___ Records to use ___

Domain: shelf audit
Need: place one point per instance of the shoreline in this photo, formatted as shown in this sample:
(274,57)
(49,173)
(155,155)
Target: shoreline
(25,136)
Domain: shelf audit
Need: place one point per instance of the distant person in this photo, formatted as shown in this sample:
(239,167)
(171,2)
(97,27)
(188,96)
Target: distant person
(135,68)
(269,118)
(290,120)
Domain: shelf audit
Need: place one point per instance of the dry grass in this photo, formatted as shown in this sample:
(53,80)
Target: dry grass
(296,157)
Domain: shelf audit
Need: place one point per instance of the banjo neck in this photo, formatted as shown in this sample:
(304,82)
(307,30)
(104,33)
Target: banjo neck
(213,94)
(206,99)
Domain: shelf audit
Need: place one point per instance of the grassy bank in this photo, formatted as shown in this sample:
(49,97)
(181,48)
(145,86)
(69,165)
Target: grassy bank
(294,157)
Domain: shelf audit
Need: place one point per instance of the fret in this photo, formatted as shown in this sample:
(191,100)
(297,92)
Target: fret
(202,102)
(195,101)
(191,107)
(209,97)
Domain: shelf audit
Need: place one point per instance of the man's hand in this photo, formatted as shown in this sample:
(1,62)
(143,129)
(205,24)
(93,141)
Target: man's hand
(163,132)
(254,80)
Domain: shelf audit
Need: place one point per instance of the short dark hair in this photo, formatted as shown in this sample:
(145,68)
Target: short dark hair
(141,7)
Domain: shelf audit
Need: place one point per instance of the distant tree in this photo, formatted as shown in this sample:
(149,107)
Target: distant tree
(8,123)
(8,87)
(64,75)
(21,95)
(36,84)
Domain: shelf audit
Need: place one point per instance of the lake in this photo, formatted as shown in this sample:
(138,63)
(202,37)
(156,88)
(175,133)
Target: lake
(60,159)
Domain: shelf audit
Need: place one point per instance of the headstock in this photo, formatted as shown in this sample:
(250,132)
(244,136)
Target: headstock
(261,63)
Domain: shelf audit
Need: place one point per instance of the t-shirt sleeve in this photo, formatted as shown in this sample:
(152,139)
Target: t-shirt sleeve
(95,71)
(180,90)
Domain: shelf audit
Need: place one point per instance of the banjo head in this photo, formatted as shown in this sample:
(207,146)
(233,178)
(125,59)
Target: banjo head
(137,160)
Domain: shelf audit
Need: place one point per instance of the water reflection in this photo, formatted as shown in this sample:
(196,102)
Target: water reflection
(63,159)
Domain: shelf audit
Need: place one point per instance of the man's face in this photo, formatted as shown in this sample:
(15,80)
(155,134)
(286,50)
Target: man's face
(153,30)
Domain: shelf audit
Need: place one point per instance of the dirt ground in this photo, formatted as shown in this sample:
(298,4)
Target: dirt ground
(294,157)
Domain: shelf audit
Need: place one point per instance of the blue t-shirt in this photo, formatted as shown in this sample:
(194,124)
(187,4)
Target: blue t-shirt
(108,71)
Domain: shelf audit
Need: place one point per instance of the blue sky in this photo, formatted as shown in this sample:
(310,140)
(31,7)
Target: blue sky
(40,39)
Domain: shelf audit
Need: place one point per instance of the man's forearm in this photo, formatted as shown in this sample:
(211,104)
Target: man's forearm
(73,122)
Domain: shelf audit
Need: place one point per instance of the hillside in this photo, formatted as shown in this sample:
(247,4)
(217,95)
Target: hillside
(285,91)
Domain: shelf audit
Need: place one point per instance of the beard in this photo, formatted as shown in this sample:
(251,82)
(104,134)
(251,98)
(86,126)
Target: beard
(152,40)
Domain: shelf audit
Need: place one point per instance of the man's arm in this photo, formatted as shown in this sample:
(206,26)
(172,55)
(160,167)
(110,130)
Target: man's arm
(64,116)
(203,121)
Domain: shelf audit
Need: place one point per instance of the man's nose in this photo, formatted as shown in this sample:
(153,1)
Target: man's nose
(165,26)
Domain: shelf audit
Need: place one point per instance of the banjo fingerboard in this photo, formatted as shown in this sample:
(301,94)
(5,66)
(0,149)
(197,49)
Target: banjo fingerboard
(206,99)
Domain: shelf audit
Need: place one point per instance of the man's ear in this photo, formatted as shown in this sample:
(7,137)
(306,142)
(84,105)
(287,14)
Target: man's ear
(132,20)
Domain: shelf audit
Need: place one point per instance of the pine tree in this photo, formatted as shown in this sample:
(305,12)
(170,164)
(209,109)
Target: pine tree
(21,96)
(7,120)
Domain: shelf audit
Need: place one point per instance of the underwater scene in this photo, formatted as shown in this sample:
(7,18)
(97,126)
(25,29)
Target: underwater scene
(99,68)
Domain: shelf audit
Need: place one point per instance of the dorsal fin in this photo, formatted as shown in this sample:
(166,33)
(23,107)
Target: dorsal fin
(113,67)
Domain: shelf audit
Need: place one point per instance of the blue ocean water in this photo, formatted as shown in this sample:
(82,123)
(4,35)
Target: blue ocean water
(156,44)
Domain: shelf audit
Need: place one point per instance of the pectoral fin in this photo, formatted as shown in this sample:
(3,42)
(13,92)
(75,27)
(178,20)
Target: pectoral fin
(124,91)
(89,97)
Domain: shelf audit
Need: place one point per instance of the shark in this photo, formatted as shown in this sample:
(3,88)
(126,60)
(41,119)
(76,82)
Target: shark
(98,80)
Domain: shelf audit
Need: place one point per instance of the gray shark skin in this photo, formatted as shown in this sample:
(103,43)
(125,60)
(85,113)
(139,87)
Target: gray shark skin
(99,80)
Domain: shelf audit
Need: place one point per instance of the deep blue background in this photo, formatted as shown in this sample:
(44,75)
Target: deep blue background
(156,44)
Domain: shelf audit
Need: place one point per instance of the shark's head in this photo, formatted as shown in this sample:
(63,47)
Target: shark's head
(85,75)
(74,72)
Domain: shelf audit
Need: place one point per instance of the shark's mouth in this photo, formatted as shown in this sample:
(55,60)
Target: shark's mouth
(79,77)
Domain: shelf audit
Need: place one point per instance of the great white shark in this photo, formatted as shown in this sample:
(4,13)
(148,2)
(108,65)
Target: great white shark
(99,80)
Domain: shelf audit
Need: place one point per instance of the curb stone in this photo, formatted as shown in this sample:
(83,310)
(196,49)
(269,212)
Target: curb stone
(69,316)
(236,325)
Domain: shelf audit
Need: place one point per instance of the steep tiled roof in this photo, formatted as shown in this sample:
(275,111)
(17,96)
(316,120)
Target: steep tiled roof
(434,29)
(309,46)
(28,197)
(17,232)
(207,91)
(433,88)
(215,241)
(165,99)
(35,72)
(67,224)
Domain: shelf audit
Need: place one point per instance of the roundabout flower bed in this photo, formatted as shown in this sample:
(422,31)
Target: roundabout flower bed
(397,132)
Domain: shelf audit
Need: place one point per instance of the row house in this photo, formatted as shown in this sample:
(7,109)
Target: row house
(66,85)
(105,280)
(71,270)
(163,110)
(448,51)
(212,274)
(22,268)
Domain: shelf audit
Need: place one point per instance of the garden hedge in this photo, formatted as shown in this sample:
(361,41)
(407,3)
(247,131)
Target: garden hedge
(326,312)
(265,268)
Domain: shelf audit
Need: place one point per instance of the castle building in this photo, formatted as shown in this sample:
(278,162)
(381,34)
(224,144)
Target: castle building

___

> **Your objective**
Every entry should be restated word for word.

> **Exercise response**
Domain: shelf audit
Need: place one point per instance of the shoreline in this photo, formatted as shown in this sample:
(274,57)
(49,173)
(155,155)
Target: shoreline
(25,136)
Domain: shelf audit
Need: place one point per instance of the distant person in this photo, formatted as shown in this sample:
(239,167)
(171,2)
(97,27)
(188,96)
Target: distant person
(135,68)
(269,118)
(290,120)
Domain: shelf audit
Need: place one point per instance of the dry grass in this photo, formatted as shown in this sample:
(53,80)
Target: dry grass
(296,157)
Domain: shelf audit
Need: place one point per instance of the banjo neck in this photo, formatted as shown in this sample:
(304,82)
(307,30)
(104,33)
Target: banjo neck
(213,94)
(206,99)
Domain: shelf audit
Need: place one point per instance of the grassy bank in this photo, formatted as shown in this sample:
(49,97)
(181,48)
(145,86)
(69,165)
Target: grassy bank
(294,157)
Domain: shelf audit
Need: place one point per instance of the fret in this photo, formatted as shown in this sample:
(191,100)
(297,92)
Target: fret
(202,102)
(195,101)
(191,107)
(209,97)
Domain: shelf audit
Need: place one point per instance of the man's hand in this photo, formatted as shown in this sample:
(1,62)
(143,129)
(205,24)
(93,141)
Target: man's hand
(163,132)
(254,80)
Domain: shelf audit
Need: place one point per instance of the short dark hair in this photo, formatted as shown in this sample:
(145,68)
Target: short dark hair
(141,7)
Domain: shelf audit
Need: place one point per instance of the distant tree in this photo, formatted as shown in this sample:
(149,107)
Target: distant tree
(8,123)
(8,87)
(64,75)
(21,95)
(36,84)
Domain: shelf audit
Need: place one point per instance of the lake in this photo, formatted as shown in this sample:
(138,63)
(202,37)
(156,88)
(175,133)
Target: lake
(60,159)
Domain: shelf audit
Need: place one point per instance of the headstock in this photo, formatted as shown in this sample:
(250,132)
(244,136)
Target: headstock
(261,63)
Domain: shelf audit
Need: place one point per instance of the t-shirt sleeve in this photo, formatted as shown in this sample:
(152,139)
Target: t-shirt sleeve
(95,71)
(180,90)
Domain: shelf audit
Need: place one point per instance of the banjo head in this photo, formatted as shown in this sample:
(207,146)
(233,178)
(125,59)
Target: banjo head
(137,160)
Domain: shelf audit
Need: place one point per instance of the water reflection in this photo, formatted as shown in this sample:
(196,102)
Target: water reflection
(63,159)
Domain: shelf audit
Need: place one point per instance of the man's face in this photo, formatted as shown in this sample:
(15,80)
(155,134)
(286,50)
Target: man's face
(153,30)
Domain: shelf audit
Need: place one point per instance of the dirt ground in this photo, formatted as shown in this sample:
(298,4)
Target: dirt ground
(294,157)
Domain: shelf audit
Need: place one point per instance of the blue t-shirt in this photo, formatted as shown in this sample:
(194,124)
(187,4)
Target: blue t-shirt
(108,71)
Domain: shelf audit
Need: place one point per instance of the blue sky in this photo, formatted as shown in this sample:
(310,140)
(31,7)
Target: blue sky
(40,39)
Domain: shelf audit
Need: place one point per instance of the man's forearm in this photo, formatted as shown in this sample:
(211,104)
Target: man's forearm
(73,122)
Domain: shelf audit
Need: place one point per instance of the hillside in this photo, formatted as shown in this sample:
(247,4)
(217,95)
Target: hillside
(285,91)
Domain: shelf audit
Need: place one point per instance of the beard in this photo, formatted as shown in this sample:
(251,82)
(104,134)
(251,98)
(86,126)
Target: beard
(152,40)
Domain: shelf audit
Need: place one point per instance of the man's arm in this photo, formatted as shown in this sample:
(206,26)
(172,55)
(160,167)
(110,130)
Target: man's arm
(64,116)
(203,121)
Domain: shelf audit
Need: place one point per instance of the man's nose in this photo, formatted as shown in this sample:
(153,1)
Target: man's nose
(165,26)
Domain: shelf audit
Need: place one point per instance of the banjo fingerboard in this photo, formatted as shown in this sample:
(301,94)
(5,66)
(0,149)
(197,49)
Target: banjo fingerboard
(206,99)
Domain: shelf audit
Need: place one point per instance of the man's ear in this photo, formatted as shown in this sample:
(7,137)
(306,142)
(84,105)
(287,14)
Target: man's ear
(132,20)
Domain: shelf audit
Need: place one point per instance of the pine tree in this photo, formatted as shown in this sample:
(305,12)
(170,164)
(209,109)
Target: pine tree
(21,96)
(7,120)
Domain: shelf audit
Need: place one point per instance of the underwater scene in this photo, formatted as shown in this sample:
(7,18)
(97,126)
(25,29)
Target: underwater scene
(99,68)
Domain: shelf audit
Need: place one point per instance of the dorsal fin in this photo, formatted as shown in this sample:
(166,33)
(23,107)
Target: dorsal fin
(113,67)
Domain: shelf audit
Need: place one point per instance of the blue ocean water in this photo, formatted as shown in this sample:
(82,123)
(4,35)
Target: blue ocean water
(156,44)
Domain: shelf audit
Need: place one point per instance of the pectoral fin in this photo, formatted as shown in this sample:
(3,42)
(13,92)
(75,27)
(178,20)
Target: pectoral fin
(124,91)
(89,97)
Domain: shelf audit
Need: place one point per instance of the shark in this photo, formatted as shown in this sample:
(3,88)
(126,60)
(41,119)
(76,82)
Target: shark
(98,80)
Domain: shelf audit
Need: place one point per instance of the gray shark skin in this photo, formatted as shown in this sample:
(103,43)
(125,60)
(85,113)
(139,87)
Target: gray shark skin
(99,80)
Domain: shelf audit
Need: place one point per instance of the deep blue background in this photo, formatted as shown in this sample:
(44,75)
Target: deep blue background
(156,44)
Domain: shelf audit
Need: place one point per instance of the shark's head in this photo, formatted as shown in this sample:
(63,47)
Target: shark's head
(85,75)
(74,72)
Domain: shelf audit
Need: place one point per instance of the shark's mouth in this photo, formatted as shown in this sample:
(55,60)
Target: shark's mouth
(79,77)
Domain: shelf audit
Need: place one point per instance of the great white shark in this photo, formatted as shown in this sample:
(4,13)
(148,2)
(108,65)
Target: great white shark
(99,80)
Domain: shelf audit
Need: place one point per instance of the curb stone in this photo, formatted as shown in this sample:
(83,310)
(196,49)
(269,212)
Target: curb stone
(69,316)
(236,325)
Domain: shelf audit
Need: place one point per instance of the steep tiled roof in this photo, formatted as shown in this sample:
(275,111)
(17,96)
(316,120)
Target: steep tiled roof
(434,29)
(309,46)
(28,197)
(17,232)
(207,91)
(433,88)
(215,241)
(165,99)
(35,72)
(67,224)
Domain: shelf audit
Need: place one point per instance of the roundabout flower bed in this photo, formatted as shown in this sample:
(422,31)
Target: roundabout flower bed
(397,132)
Domain: shelf audit
Need: place one point per instance of the row house in this photo, formatted as shown in this sample:
(7,109)
Target: row house
(66,85)
(105,280)
(71,270)
(163,110)
(448,51)
(212,274)
(22,268)
Domain: shelf audit
Need: place one point per instance of the garden hedge in this photo, formatted as shown in this sample:
(361,41)
(407,3)
(247,131)
Target: garden hedge
(326,312)
(265,268)
Domain: shelf audit
Need: place one point per instance of the castle building in this photo, formatted as shown in this sample:
(278,162)
(381,34)
(224,144)
Target: castle building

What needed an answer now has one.